On the other hand, after 40 viewings, Debbie Reynolds' Kathy Selden now seems less a sparkling young hopeful and more of an opportunist. Sure, she's fresh and talented, but watch her face when she realizes that her hitchhiker is a famous movie star. Her tune changes immediately, and she scrambles to affect the correct hard-to-get act that will click with a vain womanizer like Lockwood. Yes, yes, ambition is not a crime, and throwing pies and confessing all later is not the work of a climber. But you can't help thinking that as malign as Lina is, she's correct when she protests that Kathy is using Don. It would be fun to see a variation on Singin' in the Rain that's more like All About Eve. Add a scene where Kathy sleeps with Lockwood (sorry to spoil the beauty of the film) and the picture would be a scathing critique of the Selden character.

Jean Hagen's Lina Lamont is the best thing in Singin' in the Rain, the most 'thankless' role of all time transformed into a classic performance. Not even Judy Holliday could have equaled Hagen's complete immersion in the shrill, grating Lina, the star who is remote and gorgeous until she opens her mouth. And even then, Lina is an original, a Zsa Zsa-like troublemaker whose silly machinations are so transparent, the other characters must penetrate three levels of irony just to respond to her. The characterization goes beyond broad, and circles back around to ultra-sophistication. We love Lina.

Gene Kelly got to do his all-out musical ballet barrage in the concluding "Broadway Melody" number, a self-contained rags-to-riches digest summation of New York musicals to date. It's a sidewalk & footlights follow-up to the giant finale of An American in Paris, that doesn't try to upstage Powell & Pressburger's The Red Shoes. Kelly's co-stars, however, do not get an invitation to the dance -- it's Don Lockwood's show all the way. His dance partner is Cyd Charisse, who raised eyebrows with her role as a dancing nightclub temptress. Although a fixture around the margins of MGM musicals for at least seven years, this must have been the performance that made Charisse a star. She brings a completely unexpected sex factor to the show, even though her Louise Brooks helmet haircut provides the only link to the film's period setting. But that's no Denishawn dance she's doing.

▸ Records shown
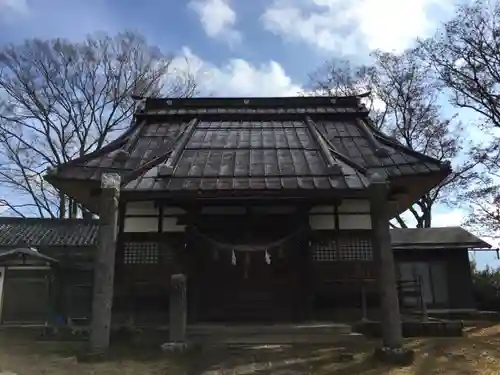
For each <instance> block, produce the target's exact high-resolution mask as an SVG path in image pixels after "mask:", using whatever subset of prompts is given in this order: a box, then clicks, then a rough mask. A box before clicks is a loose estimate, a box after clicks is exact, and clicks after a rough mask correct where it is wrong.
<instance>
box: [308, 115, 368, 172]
mask: <svg viewBox="0 0 500 375" xmlns="http://www.w3.org/2000/svg"><path fill="white" fill-rule="evenodd" d="M311 121H312V124H313V126H314V127H315V128H316V130H317V131H318V134H319V136H320V137H322V138H323V140H324V141H325V143H326V144H327V145H328V148H329V151H330V152H332V153H334V154H335V156H337V157H338V158H339V159H341V161H342V162H344V163H345V164H347V165H349V166H350V167H352V168H354V169H355V170H357V171H358V172H359V173H361V174H362V175H363V176H365V177H366V176H368V169H366V168H365V167H363V166H362V165H359V164H358V163H356V162H355V161H354V160H351V159H350V158H349V157H347V156H346V155H344V154H342V153H341V152H339V151H337V149H336V147H335V146H334V145H333V143H332V142H330V140H329V139H328V138H327V137H326V136H325V134H323V132H322V131H321V130H320V129H318V127H317V126H316V123H315V122H314V121H313V120H312V119H311Z"/></svg>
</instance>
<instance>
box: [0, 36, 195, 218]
mask: <svg viewBox="0 0 500 375" xmlns="http://www.w3.org/2000/svg"><path fill="white" fill-rule="evenodd" d="M173 61H174V59H173V57H172V56H165V55H164V54H162V53H161V51H160V50H159V49H158V48H155V47H153V46H150V45H149V44H148V43H147V41H146V40H145V39H144V38H143V37H142V36H140V35H138V34H134V33H129V32H125V33H120V34H118V35H116V36H113V37H111V36H108V35H101V34H99V35H97V34H96V35H94V36H89V37H88V38H86V39H85V40H84V41H82V42H77V43H73V42H69V41H67V40H62V39H54V40H38V39H33V40H27V41H26V42H24V44H21V45H8V46H6V47H4V48H3V49H2V50H0V104H1V106H0V188H1V189H2V193H1V195H2V196H3V197H4V199H3V200H2V202H1V203H0V206H3V207H6V208H8V209H9V211H10V212H11V213H14V214H16V215H37V216H40V217H61V218H63V217H75V216H76V214H77V212H78V207H77V205H76V203H75V202H72V201H71V200H69V199H68V198H67V197H66V196H64V194H62V193H60V192H58V191H55V190H54V189H53V188H52V187H51V186H50V185H49V184H47V183H46V182H44V180H43V179H42V177H41V176H42V174H43V173H44V171H45V170H46V169H47V168H54V167H57V166H58V165H61V164H62V163H65V162H67V161H68V160H71V159H73V158H75V157H78V156H82V155H84V154H87V153H89V152H92V151H94V150H96V149H99V148H101V147H102V146H103V145H105V144H106V143H107V142H108V141H109V140H110V138H112V137H114V136H115V135H116V134H117V132H119V131H120V130H123V129H124V127H127V126H128V125H129V120H130V117H131V114H132V112H133V107H134V102H133V100H132V98H131V96H132V95H143V96H145V95H148V96H156V95H162V96H169V97H187V96H191V95H193V94H194V93H195V89H196V85H195V80H194V77H193V75H192V74H191V73H190V72H189V70H188V69H185V70H178V69H175V66H173Z"/></svg>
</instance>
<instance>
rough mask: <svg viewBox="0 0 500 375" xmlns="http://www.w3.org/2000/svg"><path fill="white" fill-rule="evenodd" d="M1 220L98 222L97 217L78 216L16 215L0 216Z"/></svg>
mask: <svg viewBox="0 0 500 375" xmlns="http://www.w3.org/2000/svg"><path fill="white" fill-rule="evenodd" d="M2 221H39V222H70V221H77V222H81V223H92V222H98V221H99V219H84V218H82V219H78V218H59V217H56V218H52V217H18V216H0V222H2Z"/></svg>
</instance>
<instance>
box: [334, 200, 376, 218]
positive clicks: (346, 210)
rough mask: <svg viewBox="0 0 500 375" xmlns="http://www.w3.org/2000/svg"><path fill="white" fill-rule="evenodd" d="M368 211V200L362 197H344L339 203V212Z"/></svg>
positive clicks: (368, 203) (355, 212) (339, 212)
mask: <svg viewBox="0 0 500 375" xmlns="http://www.w3.org/2000/svg"><path fill="white" fill-rule="evenodd" d="M342 212H345V213H367V214H369V213H370V202H369V201H367V200H362V199H344V200H343V201H342V202H341V203H340V205H339V213H342Z"/></svg>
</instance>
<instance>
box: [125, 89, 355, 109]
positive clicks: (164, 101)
mask: <svg viewBox="0 0 500 375" xmlns="http://www.w3.org/2000/svg"><path fill="white" fill-rule="evenodd" d="M364 95H365V94H361V95H346V96H272V97H248V96H247V97H191V98H171V97H163V98H158V97H143V96H134V97H133V98H134V99H135V100H144V101H145V105H144V108H140V109H138V110H137V111H136V112H137V113H144V112H147V111H148V110H151V109H154V108H155V107H156V108H158V107H159V106H161V107H165V106H170V107H174V108H175V107H179V106H180V107H190V106H193V107H196V106H203V107H213V106H216V107H221V106H222V107H224V106H234V105H235V104H241V106H249V107H252V106H255V105H263V106H265V107H266V106H271V107H276V106H277V105H278V106H284V107H288V106H291V107H300V106H303V105H307V104H309V105H322V106H350V107H355V108H358V109H359V107H360V100H361V98H362V97H363V96H364Z"/></svg>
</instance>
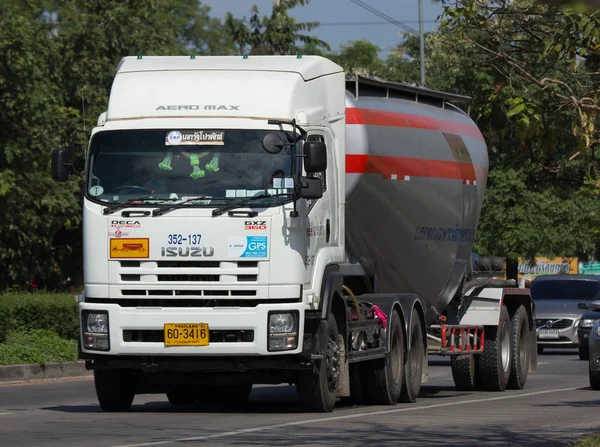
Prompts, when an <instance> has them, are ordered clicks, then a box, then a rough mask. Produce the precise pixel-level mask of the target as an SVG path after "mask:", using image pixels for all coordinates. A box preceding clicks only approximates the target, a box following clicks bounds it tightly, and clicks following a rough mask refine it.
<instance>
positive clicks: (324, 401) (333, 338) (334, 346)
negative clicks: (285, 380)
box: [297, 315, 340, 413]
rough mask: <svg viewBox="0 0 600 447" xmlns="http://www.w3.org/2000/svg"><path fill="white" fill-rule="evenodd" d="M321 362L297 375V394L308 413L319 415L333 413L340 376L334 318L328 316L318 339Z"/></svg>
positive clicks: (339, 355)
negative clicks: (307, 370) (324, 331)
mask: <svg viewBox="0 0 600 447" xmlns="http://www.w3.org/2000/svg"><path fill="white" fill-rule="evenodd" d="M319 338H320V340H319V348H320V349H319V353H320V354H323V358H322V359H321V360H316V361H315V364H316V365H315V368H314V369H312V370H310V371H300V372H299V373H298V382H297V387H298V393H299V394H300V398H301V399H302V401H303V402H304V406H305V407H306V409H307V410H309V411H315V412H319V413H323V412H330V411H333V408H334V407H335V402H336V399H337V384H338V381H339V374H340V347H339V343H338V327H337V322H336V321H335V317H334V316H333V315H329V318H328V319H327V329H326V333H325V336H324V337H319Z"/></svg>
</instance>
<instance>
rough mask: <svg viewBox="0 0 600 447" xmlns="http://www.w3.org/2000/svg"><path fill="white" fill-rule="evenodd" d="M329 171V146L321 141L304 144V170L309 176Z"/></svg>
mask: <svg viewBox="0 0 600 447" xmlns="http://www.w3.org/2000/svg"><path fill="white" fill-rule="evenodd" d="M326 169H327V146H325V143H323V142H321V141H307V142H306V143H304V170H305V171H306V172H307V173H308V174H313V173H315V172H323V171H325V170H326Z"/></svg>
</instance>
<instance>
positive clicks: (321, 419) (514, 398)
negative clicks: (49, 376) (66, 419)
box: [114, 387, 580, 447]
mask: <svg viewBox="0 0 600 447" xmlns="http://www.w3.org/2000/svg"><path fill="white" fill-rule="evenodd" d="M578 388H580V387H571V388H560V389H556V390H544V391H534V392H531V393H523V394H513V395H510V396H506V395H505V396H499V397H488V398H485V399H470V400H463V401H460V402H446V403H443V404H434V405H423V406H419V407H414V406H410V407H403V408H393V409H390V410H379V411H372V412H365V413H353V414H346V415H343V416H332V417H329V418H320V419H306V420H303V421H293V422H285V423H283V424H275V425H265V426H262V427H253V428H244V429H242V430H235V431H226V432H223V433H215V434H212V435H204V436H196V437H193V438H178V439H172V440H169V441H155V442H144V443H141V444H126V445H119V446H114V447H145V446H152V445H165V444H172V443H175V442H189V441H203V440H208V439H215V438H227V437H230V436H237V435H242V434H244V433H254V432H260V431H269V430H275V429H278V428H285V427H294V426H298V425H310V424H316V423H321V422H331V421H343V420H347V419H357V418H362V417H370V416H380V415H388V414H394V413H408V412H410V411H421V410H430V409H432V408H444V407H454V406H457V405H467V404H477V403H482V402H495V401H498V400H508V399H519V398H522V397H531V396H540V395H542V394H552V393H563V392H565V391H575V390H577V389H578Z"/></svg>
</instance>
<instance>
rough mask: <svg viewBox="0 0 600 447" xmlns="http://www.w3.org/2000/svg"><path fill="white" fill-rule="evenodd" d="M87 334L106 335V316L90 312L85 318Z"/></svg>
mask: <svg viewBox="0 0 600 447" xmlns="http://www.w3.org/2000/svg"><path fill="white" fill-rule="evenodd" d="M86 328H87V332H95V333H100V334H108V314H105V313H96V312H90V313H88V315H87V318H86Z"/></svg>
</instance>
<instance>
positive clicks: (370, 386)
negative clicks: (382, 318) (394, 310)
mask: <svg viewBox="0 0 600 447" xmlns="http://www.w3.org/2000/svg"><path fill="white" fill-rule="evenodd" d="M387 330H388V331H389V332H390V351H389V352H388V353H387V355H386V356H385V357H384V358H382V359H377V360H373V361H371V362H369V363H368V367H367V368H368V370H367V371H368V373H367V389H368V394H369V400H370V401H371V403H373V404H378V405H395V404H396V402H398V399H399V398H400V394H401V392H402V378H403V376H404V354H405V349H404V346H405V345H404V328H403V325H402V321H401V320H400V316H399V315H398V312H396V311H393V312H392V317H391V318H390V321H389V326H388V327H387Z"/></svg>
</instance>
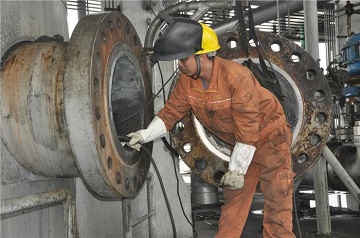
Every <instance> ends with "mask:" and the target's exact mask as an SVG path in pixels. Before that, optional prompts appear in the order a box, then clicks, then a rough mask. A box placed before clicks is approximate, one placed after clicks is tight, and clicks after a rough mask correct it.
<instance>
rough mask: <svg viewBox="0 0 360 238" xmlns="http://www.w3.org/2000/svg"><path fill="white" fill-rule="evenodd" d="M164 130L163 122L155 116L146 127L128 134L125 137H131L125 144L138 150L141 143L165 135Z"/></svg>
mask: <svg viewBox="0 0 360 238" xmlns="http://www.w3.org/2000/svg"><path fill="white" fill-rule="evenodd" d="M166 132H167V131H166V127H165V123H164V122H163V121H162V120H161V119H160V118H159V117H157V116H156V117H155V118H154V119H153V120H152V121H151V123H150V124H149V126H148V127H147V128H146V129H142V130H139V131H137V132H132V133H130V134H128V135H127V137H131V139H130V141H129V142H127V143H126V144H127V145H128V146H130V147H131V148H134V149H135V150H137V151H139V150H140V148H141V144H145V143H148V142H150V141H153V140H154V139H156V138H160V137H163V136H164V135H166Z"/></svg>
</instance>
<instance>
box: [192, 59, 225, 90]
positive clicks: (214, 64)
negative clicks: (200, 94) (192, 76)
mask: <svg viewBox="0 0 360 238" xmlns="http://www.w3.org/2000/svg"><path fill="white" fill-rule="evenodd" d="M218 73H219V57H217V56H215V57H214V64H213V71H212V77H211V82H210V84H209V87H208V88H207V89H204V87H203V85H202V82H201V80H192V81H191V88H192V89H194V90H196V91H199V92H217V91H218Z"/></svg>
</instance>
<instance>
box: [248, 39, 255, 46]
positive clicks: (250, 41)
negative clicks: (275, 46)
mask: <svg viewBox="0 0 360 238" xmlns="http://www.w3.org/2000/svg"><path fill="white" fill-rule="evenodd" d="M249 45H250V46H251V47H256V44H255V41H254V39H250V40H249Z"/></svg>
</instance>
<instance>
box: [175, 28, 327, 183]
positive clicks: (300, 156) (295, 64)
mask: <svg viewBox="0 0 360 238" xmlns="http://www.w3.org/2000/svg"><path fill="white" fill-rule="evenodd" d="M257 35H258V38H259V40H260V42H261V43H262V47H263V49H264V51H265V52H266V55H267V56H268V58H269V61H270V62H271V65H272V68H273V69H274V70H275V72H276V74H277V75H278V78H279V82H280V85H281V87H282V90H283V93H284V94H285V96H286V98H285V109H286V116H287V120H288V122H289V124H290V125H291V127H292V133H293V142H292V146H291V152H292V158H293V169H294V171H295V173H296V178H300V177H302V176H303V175H304V173H305V172H306V171H307V170H308V169H309V168H311V167H312V165H313V164H315V162H316V161H317V159H318V157H319V155H320V154H321V153H322V151H323V149H324V147H325V145H326V142H327V140H328V137H329V134H330V133H329V131H330V126H331V118H332V100H331V92H330V88H329V85H328V84H327V81H326V78H325V76H324V75H323V73H322V71H321V69H320V68H319V66H318V64H317V63H316V61H315V60H314V59H313V58H312V57H311V56H310V55H309V54H308V53H307V52H306V51H304V50H303V49H302V48H301V47H299V46H298V45H296V44H295V43H294V42H292V41H289V40H288V39H286V38H283V37H281V36H278V35H275V34H272V33H268V32H260V31H257ZM219 44H220V45H221V49H220V50H219V52H218V55H219V56H220V57H222V58H226V59H230V60H234V61H237V62H239V63H242V62H243V61H244V60H245V59H246V58H247V57H246V53H245V50H244V48H243V46H242V44H241V35H240V34H239V33H236V32H229V33H226V34H224V35H222V36H219ZM248 48H249V51H250V58H251V59H252V60H253V61H254V62H258V58H259V56H258V51H257V49H256V47H253V46H252V44H250V43H249V44H248ZM268 67H270V66H269V65H268ZM171 137H172V140H173V142H174V147H175V149H176V150H177V151H178V153H179V155H180V156H181V157H182V159H183V160H184V161H185V163H186V164H187V165H188V166H189V167H190V169H191V170H192V171H193V172H194V173H195V174H196V175H198V176H199V177H201V178H202V179H204V180H205V181H206V182H208V183H210V184H213V185H215V186H218V185H219V182H220V178H221V176H222V175H223V174H224V173H225V172H226V170H227V167H228V160H229V155H230V151H231V150H230V148H229V145H226V144H224V143H222V142H221V141H219V140H218V139H217V138H215V137H214V136H212V135H211V133H209V132H207V131H206V130H205V129H204V128H202V126H201V125H200V123H197V122H196V118H195V117H194V116H193V114H192V113H189V114H188V115H187V116H186V117H185V118H183V120H182V121H181V122H179V124H178V125H177V126H175V128H174V129H173V130H172V132H171Z"/></svg>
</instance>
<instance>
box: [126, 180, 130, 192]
mask: <svg viewBox="0 0 360 238" xmlns="http://www.w3.org/2000/svg"><path fill="white" fill-rule="evenodd" d="M129 188H130V180H129V178H126V180H125V189H126V190H129Z"/></svg>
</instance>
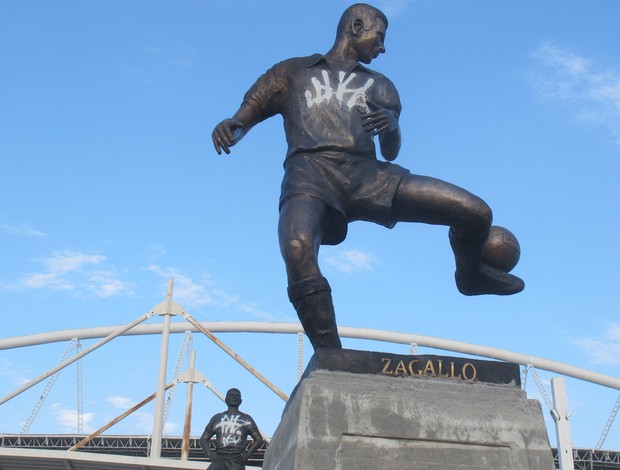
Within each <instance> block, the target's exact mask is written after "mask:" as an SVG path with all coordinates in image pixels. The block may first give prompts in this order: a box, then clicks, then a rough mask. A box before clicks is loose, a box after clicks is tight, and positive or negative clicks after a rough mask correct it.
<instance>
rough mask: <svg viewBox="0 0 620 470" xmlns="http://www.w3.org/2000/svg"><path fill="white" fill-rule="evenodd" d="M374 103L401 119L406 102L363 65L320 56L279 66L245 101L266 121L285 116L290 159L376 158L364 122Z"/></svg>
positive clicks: (257, 83)
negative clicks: (299, 157)
mask: <svg viewBox="0 0 620 470" xmlns="http://www.w3.org/2000/svg"><path fill="white" fill-rule="evenodd" d="M368 101H371V102H373V103H375V104H378V105H380V106H383V107H384V108H387V109H389V110H390V111H392V112H393V113H394V114H395V116H396V117H398V116H399V115H400V111H401V104H400V98H399V96H398V92H397V91H396V88H395V87H394V85H393V84H392V82H391V81H390V80H389V79H388V78H386V77H385V76H384V75H382V74H380V73H377V72H375V71H373V70H370V69H368V68H367V67H364V66H363V65H361V64H359V63H357V62H351V63H344V62H341V61H334V60H332V59H328V58H327V57H325V56H323V55H320V54H315V55H313V56H309V57H301V58H293V59H288V60H285V61H283V62H280V63H278V64H276V65H274V66H273V67H272V68H271V69H269V70H268V71H267V72H266V73H265V74H264V75H262V76H261V77H260V78H259V79H258V80H257V81H256V83H255V84H254V85H253V86H252V88H250V90H249V91H248V92H247V93H246V95H245V97H244V103H246V104H248V105H250V106H252V108H253V109H254V110H255V111H256V112H257V113H258V115H259V119H260V120H261V121H262V120H264V119H267V118H268V117H270V116H273V115H275V114H281V115H282V116H283V118H284V129H285V132H286V140H287V143H288V151H287V155H286V157H287V159H288V158H290V157H292V156H294V155H297V154H312V153H323V152H342V153H347V154H355V155H362V156H365V157H369V158H376V154H375V145H374V142H373V136H372V134H371V133H370V132H367V131H365V130H364V128H363V127H362V119H361V116H360V114H361V113H365V112H368V110H369V106H368Z"/></svg>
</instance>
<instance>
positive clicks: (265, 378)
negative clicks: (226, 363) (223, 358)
mask: <svg viewBox="0 0 620 470" xmlns="http://www.w3.org/2000/svg"><path fill="white" fill-rule="evenodd" d="M181 315H182V316H183V318H185V319H186V320H187V321H188V322H189V323H191V324H192V325H193V326H195V327H196V328H198V330H200V331H201V332H202V333H203V334H204V335H205V336H206V337H207V338H209V339H210V340H211V341H213V342H214V343H215V344H216V345H218V346H219V347H220V348H221V349H223V350H224V351H225V352H226V354H228V355H229V356H230V357H232V358H233V359H234V360H235V361H237V362H238V363H239V364H241V365H242V366H243V367H244V368H245V369H246V370H247V371H248V372H250V373H251V374H252V375H253V376H254V377H256V378H257V379H258V380H260V381H261V382H262V383H264V384H265V385H266V386H267V387H268V388H269V389H271V391H272V392H274V393H275V394H276V395H278V396H279V397H280V398H282V400H284V401H288V395H286V394H285V393H284V392H283V391H282V390H280V389H279V388H278V387H276V386H275V385H274V384H272V383H271V382H270V381H269V380H267V378H266V377H265V376H264V375H262V374H261V373H260V372H258V371H257V370H256V369H254V368H253V367H252V366H251V365H250V364H248V363H247V361H245V360H244V359H243V358H242V357H241V356H239V355H238V354H237V353H236V352H234V351H233V350H232V349H230V348H229V347H228V346H226V345H225V344H224V343H223V342H222V341H220V340H219V339H218V338H217V337H216V336H215V335H214V334H213V333H211V332H210V331H209V330H207V329H206V328H205V327H204V326H202V324H200V323H199V322H197V321H196V320H195V319H194V318H193V317H192V316H191V315H189V314H188V313H187V312H181Z"/></svg>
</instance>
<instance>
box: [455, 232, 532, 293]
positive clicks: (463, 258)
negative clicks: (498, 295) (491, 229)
mask: <svg viewBox="0 0 620 470" xmlns="http://www.w3.org/2000/svg"><path fill="white" fill-rule="evenodd" d="M485 241H486V236H471V235H470V236H467V237H464V236H460V235H457V234H456V233H455V232H454V231H453V230H452V229H450V245H451V246H452V251H454V258H455V260H456V273H455V279H456V287H457V288H458V290H459V292H460V293H461V294H464V295H483V294H495V295H512V294H517V293H518V292H521V291H522V290H523V289H524V288H525V282H523V280H522V279H521V278H519V277H517V276H515V275H514V274H508V273H507V272H504V271H502V270H500V269H497V268H494V267H492V266H489V265H487V264H483V263H482V262H481V261H480V255H481V253H482V246H483V245H484V242H485Z"/></svg>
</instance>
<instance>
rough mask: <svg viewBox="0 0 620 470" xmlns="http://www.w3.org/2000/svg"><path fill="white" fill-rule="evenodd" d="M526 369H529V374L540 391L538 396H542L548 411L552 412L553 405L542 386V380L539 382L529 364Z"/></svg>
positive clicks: (534, 370)
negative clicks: (539, 394)
mask: <svg viewBox="0 0 620 470" xmlns="http://www.w3.org/2000/svg"><path fill="white" fill-rule="evenodd" d="M527 368H528V369H529V371H530V374H531V375H532V377H533V378H534V382H536V386H537V387H538V390H539V391H540V394H541V395H542V397H543V400H545V403H546V404H547V407H548V408H549V411H551V410H553V408H554V407H553V403H552V402H551V398H550V397H549V394H548V393H547V391H546V390H545V386H544V385H543V383H542V380H540V376H539V375H538V373H537V372H536V369H535V368H534V366H533V365H531V364H528V365H527Z"/></svg>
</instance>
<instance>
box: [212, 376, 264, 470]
mask: <svg viewBox="0 0 620 470" xmlns="http://www.w3.org/2000/svg"><path fill="white" fill-rule="evenodd" d="M225 401H226V405H228V409H227V410H226V411H224V412H223V413H218V414H216V415H215V416H213V418H211V420H210V421H209V424H207V427H206V428H205V430H204V432H203V433H202V436H200V446H201V447H202V450H204V452H205V454H207V457H208V458H209V459H210V460H211V462H213V463H212V464H211V465H210V466H209V470H244V469H245V463H246V462H247V460H248V459H249V458H250V456H251V455H252V454H253V453H254V451H255V450H256V449H258V448H259V447H260V446H261V444H262V443H263V438H262V436H261V434H260V431H259V430H258V427H257V426H256V423H255V422H254V420H253V419H252V417H251V416H250V415H248V414H246V413H242V412H241V411H239V406H240V405H241V401H242V400H241V392H240V391H239V390H238V389H236V388H231V389H230V390H228V392H226V400H225ZM213 436H215V452H213V451H212V450H211V449H210V448H209V439H211V437H213ZM248 436H251V437H252V439H253V442H252V445H251V446H250V448H249V449H247V450H246V441H247V438H248Z"/></svg>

▸ Problem description
From the Singin' in the Rain passage above, set down word for word the text between "Jean Hagen's Lina" and "We love Lina.", inclusive.

▸ Your solution
Jean Hagen's Lina Lamont is the best thing in Singin' in the Rain, the most 'thankless' role of all time transformed into a classic performance. Not even Judy Holliday could have equaled Hagen's complete immersion in the shrill, grating Lina, the star who is remote and gorgeous until she opens her mouth. And even then, Lina is an original, a Zsa Zsa-like troublemaker whose silly machinations are so transparent, the other characters must penetrate three levels of irony just to respond to her. The characterization goes beyond broad, and circles back around to ultra-sophistication. We love Lina.